Instructions for the task: Each entry below should be written out exactly as it is, with no pictures.

(Records excerpted from a collection)
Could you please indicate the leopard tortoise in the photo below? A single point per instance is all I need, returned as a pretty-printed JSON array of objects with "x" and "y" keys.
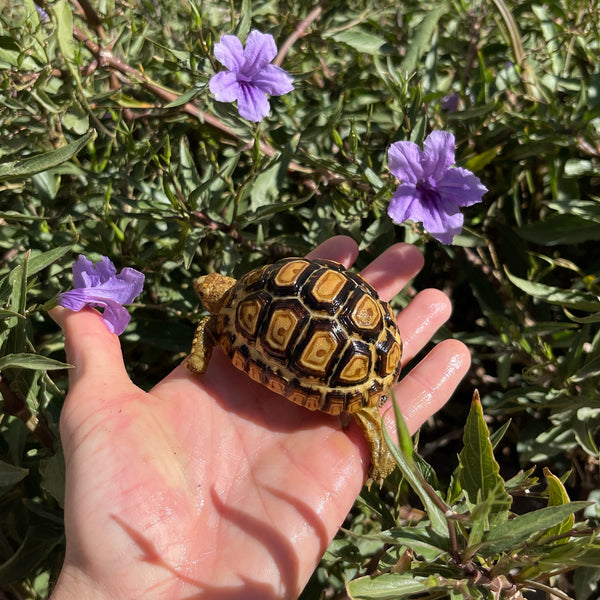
[{"x": 311, "y": 331}]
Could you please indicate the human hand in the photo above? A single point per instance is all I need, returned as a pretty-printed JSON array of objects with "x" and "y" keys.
[{"x": 212, "y": 486}]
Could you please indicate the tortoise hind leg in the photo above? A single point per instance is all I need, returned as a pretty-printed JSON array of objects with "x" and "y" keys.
[
  {"x": 202, "y": 347},
  {"x": 382, "y": 461}
]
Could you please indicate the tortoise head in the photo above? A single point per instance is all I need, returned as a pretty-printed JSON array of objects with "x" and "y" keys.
[{"x": 212, "y": 290}]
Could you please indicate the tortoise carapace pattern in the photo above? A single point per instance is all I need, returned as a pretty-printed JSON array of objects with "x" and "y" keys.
[{"x": 313, "y": 332}]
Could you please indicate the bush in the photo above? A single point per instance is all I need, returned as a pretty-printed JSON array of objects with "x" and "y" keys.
[{"x": 111, "y": 144}]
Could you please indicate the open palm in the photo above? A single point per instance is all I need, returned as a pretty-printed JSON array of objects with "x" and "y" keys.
[{"x": 212, "y": 486}]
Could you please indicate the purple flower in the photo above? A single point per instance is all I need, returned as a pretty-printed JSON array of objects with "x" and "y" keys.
[
  {"x": 432, "y": 192},
  {"x": 250, "y": 76},
  {"x": 99, "y": 285}
]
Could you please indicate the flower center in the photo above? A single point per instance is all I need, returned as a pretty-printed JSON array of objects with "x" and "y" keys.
[{"x": 429, "y": 195}]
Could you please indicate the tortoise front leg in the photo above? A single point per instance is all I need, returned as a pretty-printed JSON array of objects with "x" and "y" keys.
[
  {"x": 382, "y": 461},
  {"x": 202, "y": 346}
]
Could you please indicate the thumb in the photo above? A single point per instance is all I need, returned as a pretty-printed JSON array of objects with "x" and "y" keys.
[{"x": 92, "y": 349}]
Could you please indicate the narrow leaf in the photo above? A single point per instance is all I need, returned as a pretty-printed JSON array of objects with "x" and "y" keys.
[
  {"x": 25, "y": 360},
  {"x": 28, "y": 166},
  {"x": 10, "y": 475},
  {"x": 573, "y": 299},
  {"x": 480, "y": 473},
  {"x": 421, "y": 42},
  {"x": 515, "y": 531},
  {"x": 389, "y": 586},
  {"x": 420, "y": 487},
  {"x": 557, "y": 495}
]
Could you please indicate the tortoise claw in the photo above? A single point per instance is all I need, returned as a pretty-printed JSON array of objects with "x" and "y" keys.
[{"x": 382, "y": 461}]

Answer for the task:
Could you please indicate the leopard tortoise in the photo below? A single point per instance is all I need, returned as a pretty-printed JSON array of objects with "x" and "y" keys.
[{"x": 311, "y": 331}]
Could you please indicate the human hand in the photo above? A single point per instance is all I need, returned as a pretty-printed JSON array of objects with "x" and "y" keys.
[{"x": 212, "y": 486}]
Could you please indicate the tortoise hind leg in the photo above? A single point per instance is all I need, returned as a pretty-printed JSON array of objects with "x" and "y" keys.
[
  {"x": 202, "y": 347},
  {"x": 382, "y": 461}
]
Could you please indicate the tortoise head in the photo above? A single point per instance is all I need, returned as a pretty-printed JSON array of objects with "x" and "y" keys.
[{"x": 212, "y": 290}]
Could you please indicate the tortoise carapace pattern in the photo above? A single point per instance is all I need, returned as a pretty-printed JSON array of objects with "x" and "y" keys.
[{"x": 313, "y": 332}]
Could you please indicate the bush in the photo above? A single point per instance is all I need, returned as a pretty-printed JSON array of objects with "x" and "y" keys.
[{"x": 111, "y": 144}]
Could you please indicate the open palm in the photo above? A single point per instance is all I need, returned as a pretty-printed JSON array of objects with "x" and "y" keys.
[{"x": 212, "y": 486}]
Could you please indicate the purple flower in the photo above? A single point per instance is all I need, returned as a pretty-printed JSON array of objects with "x" and "y" keys.
[
  {"x": 432, "y": 192},
  {"x": 250, "y": 76},
  {"x": 99, "y": 285}
]
Could you please indicate the flower center in the photo above? A single point per instance is all I need, returned as a pretty-printed JSON array of objects with "x" and "y" keys.
[{"x": 429, "y": 195}]
Could you please indicate the tortoise front leg in the photo above? A single point per instance is all I need, returned as a pretty-printed JSON array of objects with "x" and "y" keys.
[
  {"x": 382, "y": 461},
  {"x": 202, "y": 346}
]
Could you please indicate the thumb in the photo above? A single point per instance is all I need, returned as a pretty-printed JSON array of objects with "x" and "y" keys.
[{"x": 92, "y": 349}]
Could you please indicate the narrow leaf in the photo above? A single point per instance is all I need, returned as a pretty-printed JSON array of objects with "x" and "y" keys.
[
  {"x": 25, "y": 360},
  {"x": 28, "y": 166},
  {"x": 10, "y": 475},
  {"x": 573, "y": 299},
  {"x": 480, "y": 473},
  {"x": 421, "y": 42},
  {"x": 515, "y": 531},
  {"x": 389, "y": 586},
  {"x": 420, "y": 487},
  {"x": 557, "y": 495}
]
Could you please indicate the tortoise claw in the photo above? A single point per instance is all I need, returned as a pretty-printed JSON array of objects with "x" and "y" keys.
[{"x": 382, "y": 461}]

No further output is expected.